◆ **Extract**
• How to read an identified part of a huge text file?

    From Janis Papanagnou@21:1/5 to All on Sun Apr 2 15:51:49 2023
    I want to read identified content from a huge text file that resides in
    the file system. (My javascript code is embedded in a HTML page. I am
    running all code client side and have no application servers or data
    base systems running.)

    I've found a suggestion using 'require("fs")' but the samples required
    to load the whole file content so doesn't seem to fit for my megabytes
    large data file which I strictly want to avoid loading as a whole.

    My data file is actually structured as <key> <TAB> <text-data> lines
    and I just want to extract the <text-data> given the respective <key>.
    Is there some simple standard way to achieve that extraction?

    The second question is whether it is possible to find the <key>s given
    a text-match (a string match or ideally a regular expression match) on
    the respective <text-data> on the external file?

    For a solution/workaround to both questions it might be also useful to
    call an external extractor (awk, perl, ...) from javascript and read in
    the output of such an external tool invocation. - Is that possible?

    Thanks for any hints.

    Janis

    --- SoupGate-Win32 v1.05
    * Origin: fsxNet Usenet Gateway (21:1/5)
  • From Jon Ribbens@21:1/5 to Janis Papanagnou on Sun Apr 2 14:49:27 2023
    On 2023-04-02, Janis Papanagnou <janis_papanagnou+ng@hotmail.com> wrote:
    I want to read identified content from a huge text file that resides in
    the file system. (My javascript code is embedded in a HTML page. I am
    running all code client side and have no application servers or data
    base systems running.)

    I've found a suggestion using 'require("fs")' but the samples required
    to load the whole file content so doesn't seem to fit for my megabytes
    large data file which I strictly want to avoid loading as a whole.

    require('fs') is a nodejs thing, which is not going to work if you're
    using in-browser javascript.

    My data file is actually structured as <key> <TAB> <text-data> lines
    and I just want to extract the <text-data> given the respective <key>.
    Is there some simple standard way to achieve that extraction?

    I think in a modern browser you might be able to use the fetch and
    streams APIs to read the file a chunk at a time. e.g.

    const response = await fetch('myfile.txt')
    for await (const chunk of response.body) {
    // Do something with each chunk
    }

    The second question is whether it is possible to find the <key>s given
    a text-match (a string match or ideally a regular expression match) on
    the respective <text-data> on the external file?

    Yes? I'm not sure I understand that question.

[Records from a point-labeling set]
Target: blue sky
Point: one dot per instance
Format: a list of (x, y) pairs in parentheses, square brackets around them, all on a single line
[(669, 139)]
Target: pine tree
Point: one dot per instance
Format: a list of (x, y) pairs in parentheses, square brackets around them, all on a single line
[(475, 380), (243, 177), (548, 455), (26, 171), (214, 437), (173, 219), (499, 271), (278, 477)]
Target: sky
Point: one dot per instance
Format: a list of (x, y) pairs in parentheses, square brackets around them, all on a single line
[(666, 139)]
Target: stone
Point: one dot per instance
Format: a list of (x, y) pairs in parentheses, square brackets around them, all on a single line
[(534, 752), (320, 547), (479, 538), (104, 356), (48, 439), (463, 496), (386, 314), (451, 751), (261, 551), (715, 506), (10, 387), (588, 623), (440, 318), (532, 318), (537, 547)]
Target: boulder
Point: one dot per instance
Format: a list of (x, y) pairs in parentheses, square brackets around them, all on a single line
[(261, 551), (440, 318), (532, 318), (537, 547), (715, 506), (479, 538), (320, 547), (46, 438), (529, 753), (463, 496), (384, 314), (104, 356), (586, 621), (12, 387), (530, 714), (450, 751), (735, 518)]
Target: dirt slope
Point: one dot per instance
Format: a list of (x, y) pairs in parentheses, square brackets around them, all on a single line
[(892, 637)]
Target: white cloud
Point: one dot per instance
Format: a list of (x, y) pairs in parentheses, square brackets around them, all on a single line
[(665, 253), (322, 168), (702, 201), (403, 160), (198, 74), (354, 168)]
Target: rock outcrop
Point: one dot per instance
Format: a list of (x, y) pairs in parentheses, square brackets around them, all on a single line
...
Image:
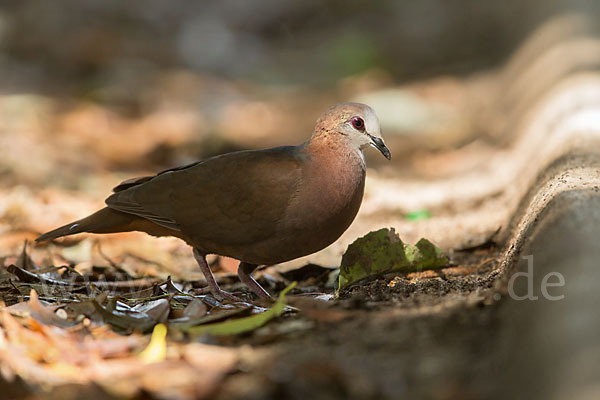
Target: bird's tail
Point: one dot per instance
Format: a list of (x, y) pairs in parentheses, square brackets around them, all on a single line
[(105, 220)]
--
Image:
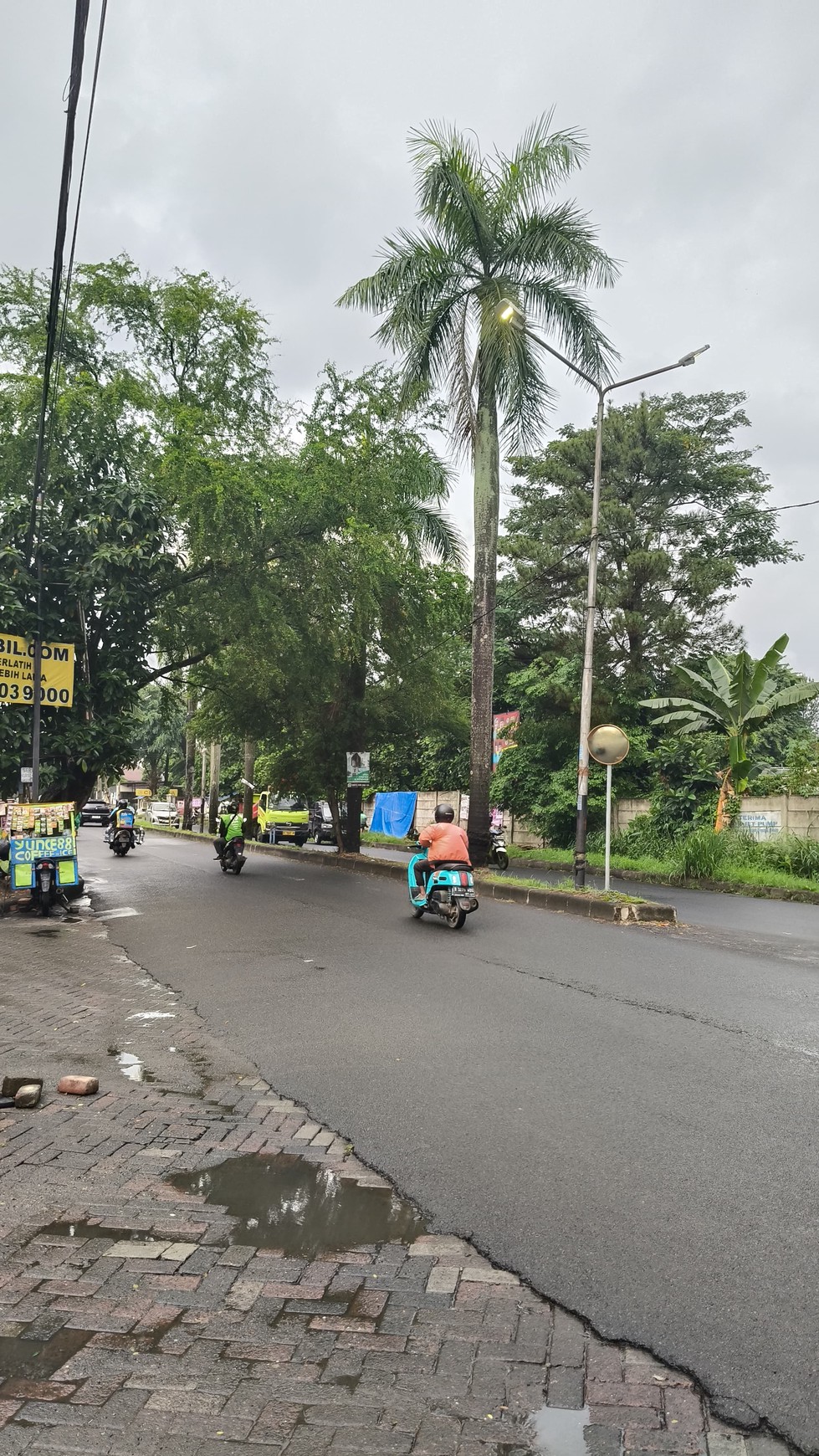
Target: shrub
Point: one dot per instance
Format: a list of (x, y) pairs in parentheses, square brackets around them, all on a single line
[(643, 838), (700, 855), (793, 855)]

◆ **Directive 1**
List the bracketed field names that the thread uses to describe the structure of each line in the data file.
◆ **Directive 2**
Please resume the thread on reading part of a huge text file from the point where it stops.
The material bears no relation to the thread above.

◆ **Task answer 1**
<key>, <TAB>, <text-data>

◆ **Task answer 2**
    For a solution/workaround to both questions it might be also useful to
    call an external extractor (awk, perl, ...) from javascript and read in
    the output of such an external tool invocation. - Is that possible?

    Not from inside a browser, no.

    --- SoupGate-Win32 v1.05
    * Origin: fsxNet Usenet Gateway (21:1/5)
  • From Janis Papanagnou@21:1/5 to Jon Ribbens on Sun Apr 2 20:05:31 2023
    Thanks for your hints and insights thus far!

    On 02.04.2023 16:49, Jon Ribbens wrote:
    On 2023-04-02, Janis Papanagnou <janis_papanagnou+ng@hotmail.com> wrote:
    My data file is actually structured as <key> <TAB> <text-data> lines

    The second question is whether it is possible to find the <key>s given
    a text-match (a string match or ideally a regular expression match) on
    the respective <text-data> on the external file?

    Yes? I'm not sure I understand that question.

    Where my first question was (informally described) by something like

    Select <text-data> From <text-file> Where <key> Equals <search-key>

    the second one operates on the data and returns text-data matching keys
    that identify the data records like

    Select <keys> From <text-file> Where <text-data> Matches <s1> And <s2>

    with a possibility to either get all the s1/s2-matching key-identifier
    in one returned set or which lets me sequentially get these keys or
    let me operate on matching records (that are identified by the keys of
    matching records).

    Basically in both questions I have want access (line-wise, record-wise)
    to the data, either the <text-data> selected by <key> or the <keys>
    where the <text-data> match a search criterion.

    The point is; once data is read into memory accessible to JS I can do everything (including matching), but the problem is the bottleneck due
    to the mass of data in the file, so I need to preselect the desired
    records (to not have to load it completely into memory).

    (I hope it got cleared and doesn't muddy it further.)

    The suggestion of using await fetch('myfile.txt') sounds like it's
    a raw (byte-oriented) data function (not line/record oriented one),
    but I will be looking into that as well. Thanks again.

    Janis

    --- SoupGate-Win32 v1.05
    * Origin: fsxNet Usenet Gateway (21:1/5)
  • From Jon Ribbens@21:1/5 to Janis Papanagnou on Sun Apr 2 19:58:25 2023
    On 2023-04-02, Janis Papanagnou <janis_papanagnou+ng@hotmail.com> wrote:
    Thanks for your hints and insights thus far!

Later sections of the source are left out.